Your goal —
Retype the data exactly. Spelling and punctuation stay as they are.

====================

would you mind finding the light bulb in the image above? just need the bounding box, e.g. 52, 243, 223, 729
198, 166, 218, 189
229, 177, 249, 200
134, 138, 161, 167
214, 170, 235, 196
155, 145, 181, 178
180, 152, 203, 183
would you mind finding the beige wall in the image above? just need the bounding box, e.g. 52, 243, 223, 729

====================

Task output —
would you mind finding the light bulb in the image above? just need the bounding box, e.g. 52, 243, 223, 729
198, 166, 218, 189
229, 177, 249, 200
134, 138, 161, 167
214, 170, 235, 196
155, 145, 181, 178
180, 152, 203, 183
would you mind finding the beige wall in the image above? just need the bounding box, e.g. 52, 243, 223, 729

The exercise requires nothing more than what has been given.